### The tasks
**a.** Using the passage on the Doppler effect, decide whether each statement agrees with it: (i) Christian Doppler discovered the effect in 1803; (ii) a sound source moving away is perceived at a higher frequency; (iii) a stationary bug on a puddle produces no waves. Answer yes or no for each, quoting the deciding words.
**b.** Answer these questions from the passage on the Doppler effect:
(i) Who wrote the original version of the post, and on what date was it published?
(ii) What happens to the wavelength as the ambulance moves toward the listener?
(iii) In what form do the disturbances from the bug propagate outward?

### Provided passage

What Is the Doppler Effect?
The Doppler effect, or Doppler shift, occurs when the movement of an observer relative to a source (or vice versa) causes a change in wavelength or frequency. Discovered by Austrian physicist Christian Doppler in 1803, this phenomenon is experienced in many different ways, such as when an ambulance passes you by and you hear an audible change in pitch. Using the COMSOL Multiphysics® software, you can model the Doppler effect for acoustics applications.
The original version of this post was written by Alexandra Foley and published on July 15, 2013. It has since been revised with additional details, animations, and an updated version of the featured model.
The Doppler Effect, Explained
One of the most common ways we experience the Doppler effect in action is the change in pitch caused by either a moving sound source around a stationary observer or a moving observer around a stationary sound source. When the sound source is stationary, the sound that we hear is at the same pitch as the sound emitted from the sound source.
Sound waves propagating from a stationary sound source in a uniform flow (this corresponds to the source moving at constant speed).
When the sound source moves, the sound we perceive changes. Going back to the ambulance example, when an ambulance drives past us, the siren sounds different than it would if we were standing right next to it. The moving ambulance has a different pitch as it approaches, when it is closest to us, and as it passes us and drives away.
As the ambulance moves toward us, each successive sound wave is emitted from a closer position than that of the previous wave. Because of this change in position, each sound wave takes less time to reach us than the one before. The distance between wave crests (the wavelength) is thereby reduced, meaning that the perceived frequency of the wave increases and the sound is perceived to be of a higher pitch. Conversely, as a sound source moves away, waves are emitted from a source that is farther and farther away. This creates an increased wavelength, a decreased perceived frequency, and a lower pitch.
The situation is mirrored when we drive by the siren of an ambulance that is parked. In this instance, the observers (us) move toward the source (the siren) and the sound waves reach us from closer and closer positions as we move.
Visualizing Another Example of the Doppler Effect
Another example of the Doppler effect that is easy to visualize involves waves on a water surface. For instance, a bug rests on the surface of a puddle. When the bug is stationary, it moves its legs to stay afloat. These disturbances propagate outward from the bug in spherical waves.

### Given entries
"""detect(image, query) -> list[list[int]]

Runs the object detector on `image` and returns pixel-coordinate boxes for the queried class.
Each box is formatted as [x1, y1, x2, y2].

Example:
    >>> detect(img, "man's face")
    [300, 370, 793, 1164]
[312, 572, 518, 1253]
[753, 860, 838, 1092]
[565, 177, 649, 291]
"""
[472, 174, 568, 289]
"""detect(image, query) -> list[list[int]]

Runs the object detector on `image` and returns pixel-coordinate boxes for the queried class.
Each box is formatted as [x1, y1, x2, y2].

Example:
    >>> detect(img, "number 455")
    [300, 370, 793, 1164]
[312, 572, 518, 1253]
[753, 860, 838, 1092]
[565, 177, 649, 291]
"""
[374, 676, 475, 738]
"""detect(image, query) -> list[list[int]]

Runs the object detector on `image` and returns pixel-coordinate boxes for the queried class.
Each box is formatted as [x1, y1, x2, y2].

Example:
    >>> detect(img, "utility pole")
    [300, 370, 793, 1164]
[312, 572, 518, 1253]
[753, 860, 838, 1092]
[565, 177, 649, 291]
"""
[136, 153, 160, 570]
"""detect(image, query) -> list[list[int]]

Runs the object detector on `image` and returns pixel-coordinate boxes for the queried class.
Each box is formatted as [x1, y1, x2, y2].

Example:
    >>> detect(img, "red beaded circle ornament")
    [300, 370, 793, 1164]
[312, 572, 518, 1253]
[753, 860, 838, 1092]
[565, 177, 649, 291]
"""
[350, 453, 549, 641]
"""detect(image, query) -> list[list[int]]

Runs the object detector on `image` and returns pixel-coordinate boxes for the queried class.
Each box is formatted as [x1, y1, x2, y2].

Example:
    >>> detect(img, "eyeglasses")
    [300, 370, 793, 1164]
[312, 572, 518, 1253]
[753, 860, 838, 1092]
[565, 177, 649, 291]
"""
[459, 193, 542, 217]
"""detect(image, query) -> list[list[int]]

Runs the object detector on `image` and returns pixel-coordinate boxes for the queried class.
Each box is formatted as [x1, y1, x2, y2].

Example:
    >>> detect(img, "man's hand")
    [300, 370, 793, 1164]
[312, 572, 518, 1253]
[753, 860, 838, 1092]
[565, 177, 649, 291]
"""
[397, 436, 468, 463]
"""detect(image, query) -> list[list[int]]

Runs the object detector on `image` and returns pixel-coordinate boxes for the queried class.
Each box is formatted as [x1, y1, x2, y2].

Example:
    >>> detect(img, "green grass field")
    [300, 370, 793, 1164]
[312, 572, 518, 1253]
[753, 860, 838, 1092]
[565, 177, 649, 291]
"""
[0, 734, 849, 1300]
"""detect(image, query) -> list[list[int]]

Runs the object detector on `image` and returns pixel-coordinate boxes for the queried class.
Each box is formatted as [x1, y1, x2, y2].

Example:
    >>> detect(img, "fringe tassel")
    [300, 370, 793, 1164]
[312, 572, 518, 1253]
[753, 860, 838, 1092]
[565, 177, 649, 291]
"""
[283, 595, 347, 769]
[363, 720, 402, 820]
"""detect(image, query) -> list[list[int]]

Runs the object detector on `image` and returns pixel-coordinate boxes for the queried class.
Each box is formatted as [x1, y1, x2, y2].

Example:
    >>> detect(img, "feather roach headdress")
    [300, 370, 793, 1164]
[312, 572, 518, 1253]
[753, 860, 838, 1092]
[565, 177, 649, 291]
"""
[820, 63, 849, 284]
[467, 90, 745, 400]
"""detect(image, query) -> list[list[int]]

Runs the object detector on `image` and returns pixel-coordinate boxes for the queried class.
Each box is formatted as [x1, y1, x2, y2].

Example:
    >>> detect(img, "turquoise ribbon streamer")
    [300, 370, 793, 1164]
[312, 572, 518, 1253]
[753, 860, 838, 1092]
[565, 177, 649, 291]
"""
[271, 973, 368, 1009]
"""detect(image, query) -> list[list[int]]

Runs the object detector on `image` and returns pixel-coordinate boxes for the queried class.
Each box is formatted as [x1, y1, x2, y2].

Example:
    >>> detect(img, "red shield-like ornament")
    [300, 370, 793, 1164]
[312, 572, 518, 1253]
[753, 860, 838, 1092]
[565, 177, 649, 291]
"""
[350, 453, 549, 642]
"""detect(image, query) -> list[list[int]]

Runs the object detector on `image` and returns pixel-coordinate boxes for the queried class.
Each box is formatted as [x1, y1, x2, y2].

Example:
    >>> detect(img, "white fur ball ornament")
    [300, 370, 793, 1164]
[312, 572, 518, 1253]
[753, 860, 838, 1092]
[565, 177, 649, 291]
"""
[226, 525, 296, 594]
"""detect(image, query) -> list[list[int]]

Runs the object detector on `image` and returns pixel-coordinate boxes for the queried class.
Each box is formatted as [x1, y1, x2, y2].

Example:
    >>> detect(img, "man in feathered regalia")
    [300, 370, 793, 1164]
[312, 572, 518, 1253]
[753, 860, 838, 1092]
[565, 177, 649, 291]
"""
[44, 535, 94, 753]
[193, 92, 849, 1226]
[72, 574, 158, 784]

### Replies
**a.**
(i) Yes: "Discovered by Austrian physicist Christian Doppler in 1803"
(ii) No: "This creates an increased wavelength, a decreased perceived frequency, and a lower pitch."
(iii) No: "These disturbances propagate outward from the bug in spherical waves."

**b.**
(i) Alexandra Foley, on July 15, 2013
(ii) It is reduced.
(iii) In spherical waves